• _Recorded information_:
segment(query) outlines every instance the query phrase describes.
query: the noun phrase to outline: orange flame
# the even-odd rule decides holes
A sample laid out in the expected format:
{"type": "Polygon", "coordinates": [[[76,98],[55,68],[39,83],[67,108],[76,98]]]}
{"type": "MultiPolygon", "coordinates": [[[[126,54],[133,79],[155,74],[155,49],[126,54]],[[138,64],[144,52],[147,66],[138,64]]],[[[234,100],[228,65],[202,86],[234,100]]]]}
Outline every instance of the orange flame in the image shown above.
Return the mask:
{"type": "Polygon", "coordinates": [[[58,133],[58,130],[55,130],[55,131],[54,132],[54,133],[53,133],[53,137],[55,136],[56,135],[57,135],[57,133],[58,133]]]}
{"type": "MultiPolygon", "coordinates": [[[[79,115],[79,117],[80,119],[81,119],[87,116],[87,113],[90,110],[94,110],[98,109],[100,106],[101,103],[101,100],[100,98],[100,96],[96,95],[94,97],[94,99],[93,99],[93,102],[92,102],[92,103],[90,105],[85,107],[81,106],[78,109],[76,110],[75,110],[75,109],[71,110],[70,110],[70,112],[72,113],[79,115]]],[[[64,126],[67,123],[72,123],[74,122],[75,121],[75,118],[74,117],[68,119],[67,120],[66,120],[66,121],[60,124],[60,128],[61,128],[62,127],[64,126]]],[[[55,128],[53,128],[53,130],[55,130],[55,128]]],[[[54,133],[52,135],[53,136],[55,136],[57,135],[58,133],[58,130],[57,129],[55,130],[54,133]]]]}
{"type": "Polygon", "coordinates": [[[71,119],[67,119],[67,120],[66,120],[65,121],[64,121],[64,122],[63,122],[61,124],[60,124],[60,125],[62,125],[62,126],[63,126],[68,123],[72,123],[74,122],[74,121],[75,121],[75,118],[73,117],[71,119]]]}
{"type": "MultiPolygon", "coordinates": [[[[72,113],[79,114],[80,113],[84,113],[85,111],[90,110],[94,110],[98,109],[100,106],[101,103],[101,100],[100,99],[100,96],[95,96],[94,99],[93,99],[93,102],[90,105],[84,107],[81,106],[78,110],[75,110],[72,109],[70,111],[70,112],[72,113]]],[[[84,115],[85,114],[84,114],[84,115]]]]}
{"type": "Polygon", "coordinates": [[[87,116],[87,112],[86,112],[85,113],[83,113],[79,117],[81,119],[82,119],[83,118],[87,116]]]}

• _Aim_:
Copy out the material above with "orange flame" swapped for "yellow flame" everywhere it appears, and change nothing else.

• _Response below_:
segment(query) outlines every instance the query phrase describes.
query: the noun phrase to outline: yellow flame
# the even-odd rule decides holes
A sample laid out in the expected format:
{"type": "Polygon", "coordinates": [[[76,98],[55,68],[39,83],[67,108],[76,98]]]}
{"type": "MultiPolygon", "coordinates": [[[[126,54],[133,79],[155,74],[155,49],[126,54]],[[138,64],[144,52],[147,66],[138,64]]],[[[234,100],[228,65],[202,86],[234,100]]]]}
Outline every instance of the yellow flame in the image shown above.
Return the mask:
{"type": "Polygon", "coordinates": [[[58,133],[58,130],[55,130],[55,131],[54,132],[54,133],[53,133],[53,137],[55,136],[56,135],[57,135],[57,133],[58,133]]]}
{"type": "MultiPolygon", "coordinates": [[[[79,115],[79,117],[80,119],[81,119],[87,116],[87,113],[90,110],[94,110],[98,109],[100,106],[101,103],[101,100],[100,98],[100,96],[96,95],[94,97],[94,99],[93,99],[93,102],[92,102],[92,103],[90,105],[85,107],[81,106],[78,109],[76,110],[75,110],[75,109],[71,110],[70,110],[70,112],[72,113],[79,115]]],[[[64,126],[67,123],[72,123],[74,122],[75,121],[75,118],[74,117],[68,119],[67,120],[66,120],[66,121],[60,124],[60,128],[61,128],[62,127],[64,126]]],[[[55,128],[53,128],[53,130],[55,130],[55,128]]],[[[54,133],[52,135],[53,136],[55,136],[57,135],[58,133],[58,130],[57,129],[55,130],[54,133]]]]}
{"type": "Polygon", "coordinates": [[[71,119],[67,119],[67,120],[66,120],[65,121],[64,121],[64,122],[63,122],[61,124],[60,124],[60,125],[62,125],[62,126],[63,126],[68,123],[72,123],[74,122],[74,121],[75,121],[75,118],[73,117],[71,119]]]}
{"type": "MultiPolygon", "coordinates": [[[[72,113],[79,114],[80,113],[84,113],[85,111],[90,110],[94,110],[98,109],[100,106],[101,103],[101,100],[100,99],[100,96],[95,96],[94,99],[93,99],[93,102],[90,105],[84,107],[81,106],[78,110],[75,110],[72,109],[70,111],[70,112],[72,113]]],[[[84,115],[85,114],[84,114],[84,115]]]]}
{"type": "Polygon", "coordinates": [[[87,116],[87,112],[86,112],[85,113],[83,113],[79,117],[81,119],[82,119],[83,118],[87,116]]]}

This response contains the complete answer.